Image by Getty Images via @daylife
In American Booksellers Foundation for Free Expression et al v. Coakley et al. (Case No. 10-11165), U.S. District Court for the District of Massachusetts Judge Rya Zobel last week enjoined the enforcement of an amended Massachusetts statute that prohibited disseminating electronic information "harmful to minors" on the grounds that it violated the First Amendment.
In a 9-page memorandum of decision, Judge Zobel said Sections 2 and 34 of Chapter 74 of the Acts of 2010 signed by Gov. Deval Patrick last April that amended M.G.L. c. 272, secs. 28 and 31 were overbroad and unconstitutional. Among the plaintiffs who challenged the amendments were booksellers, publishers, a nonprofit photographic association and a marriage and family therapist. The plaintiffs sought an injunction, arguing that the statutory revisions exposed adults who distribute 1st Amendment-protected sexually explicit information electronically to liability because minors may be recipients of the material without the adults' knowledge.
Massachusetts legislators amended a 1982 law that made it a crime to distribute visual, written or printed material harmful to minors to incorporate email, instant messages, and the like after a Supreme Judicial Court decision last February reversed the conviction of a man who sent sexually graphic text messages to undercover police posing as a 13-year-old girl on the grounds that the law did not contemplate online communications.
Critics said the amendments to the statute were poorly drafted and inhibited free speech by exposing adults, for example, to criminal liability for transmitting data about pregnancy or health issues. Violators faced a $10,000 fine and up to five years' jail time under the amended law.

◆ Tasks to carry out ◆
[1] Return the stretch of the article on the Massachusetts ruling from "Massachusetts legislators amended" through "contemplate online communications.".
[2] Name every kind of plaintiff the article on the Massachusetts ruling lists among those who challenged the amendments.
[3] In the article on the Massachusetts ruling, what penalties did violators face under the amended law?
None of the entries after the article on the Massachusetts ruling is needed.

◆ Available data ◆
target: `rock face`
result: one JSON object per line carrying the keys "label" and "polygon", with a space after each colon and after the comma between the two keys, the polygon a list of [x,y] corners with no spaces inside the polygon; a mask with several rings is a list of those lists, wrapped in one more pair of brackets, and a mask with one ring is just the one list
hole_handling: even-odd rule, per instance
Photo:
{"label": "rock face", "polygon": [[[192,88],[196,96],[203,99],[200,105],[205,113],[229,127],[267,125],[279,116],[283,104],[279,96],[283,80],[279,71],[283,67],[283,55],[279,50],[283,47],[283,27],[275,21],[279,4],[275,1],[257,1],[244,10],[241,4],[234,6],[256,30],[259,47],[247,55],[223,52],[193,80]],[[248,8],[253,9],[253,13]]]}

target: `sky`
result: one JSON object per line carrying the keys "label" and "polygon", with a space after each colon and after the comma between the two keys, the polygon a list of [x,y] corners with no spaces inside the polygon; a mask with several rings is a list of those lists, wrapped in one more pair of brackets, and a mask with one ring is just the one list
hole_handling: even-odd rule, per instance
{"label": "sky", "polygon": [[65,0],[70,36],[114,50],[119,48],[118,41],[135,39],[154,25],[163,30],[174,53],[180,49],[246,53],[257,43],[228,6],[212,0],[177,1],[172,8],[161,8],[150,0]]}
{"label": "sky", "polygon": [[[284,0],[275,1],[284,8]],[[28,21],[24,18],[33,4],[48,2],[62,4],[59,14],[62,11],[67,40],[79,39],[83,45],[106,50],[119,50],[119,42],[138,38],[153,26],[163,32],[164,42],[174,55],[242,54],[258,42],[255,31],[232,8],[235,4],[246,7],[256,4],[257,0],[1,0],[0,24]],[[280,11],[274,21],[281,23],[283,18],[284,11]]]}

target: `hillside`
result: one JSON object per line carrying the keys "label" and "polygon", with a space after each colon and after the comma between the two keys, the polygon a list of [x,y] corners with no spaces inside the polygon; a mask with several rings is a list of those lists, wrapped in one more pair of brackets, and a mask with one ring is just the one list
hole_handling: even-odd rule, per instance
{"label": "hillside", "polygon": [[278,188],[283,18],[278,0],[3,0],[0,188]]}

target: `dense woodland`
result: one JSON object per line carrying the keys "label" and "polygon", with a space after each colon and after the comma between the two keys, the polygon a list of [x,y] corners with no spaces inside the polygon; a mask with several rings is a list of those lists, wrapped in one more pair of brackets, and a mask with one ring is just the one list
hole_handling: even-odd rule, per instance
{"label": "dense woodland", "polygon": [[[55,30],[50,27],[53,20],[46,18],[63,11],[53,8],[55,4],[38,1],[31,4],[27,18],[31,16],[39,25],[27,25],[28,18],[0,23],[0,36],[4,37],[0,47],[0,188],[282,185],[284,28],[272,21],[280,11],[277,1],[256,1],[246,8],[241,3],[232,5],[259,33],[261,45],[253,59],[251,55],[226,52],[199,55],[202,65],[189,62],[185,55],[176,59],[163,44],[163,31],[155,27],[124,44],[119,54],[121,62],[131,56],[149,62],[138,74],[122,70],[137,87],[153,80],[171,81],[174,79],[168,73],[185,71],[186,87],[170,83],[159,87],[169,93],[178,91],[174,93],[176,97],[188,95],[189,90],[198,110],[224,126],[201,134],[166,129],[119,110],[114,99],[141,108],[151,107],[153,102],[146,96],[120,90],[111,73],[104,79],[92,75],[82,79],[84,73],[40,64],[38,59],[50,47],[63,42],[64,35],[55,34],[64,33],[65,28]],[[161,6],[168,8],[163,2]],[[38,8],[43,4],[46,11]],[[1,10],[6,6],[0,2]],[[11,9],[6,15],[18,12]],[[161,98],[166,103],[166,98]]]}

◆ Replies ◆
[1]
Massachusetts legislators amended a 1982 law that made it a crime to distribute visual, written or printed material harmful to minors to incorporate email, instant messages, and the like after a Supreme Judicial Court decision last February reversed the conviction of a man who sent sexually graphic text messages to undercover police posing as a 13-year-old girl on the grounds that the law did not contemplate online communications.

[2] Booksellers, publishers, a nonprofit photographic association, and a marriage and family therapist.

[3] A $10,000 fine and up to five years' jail time.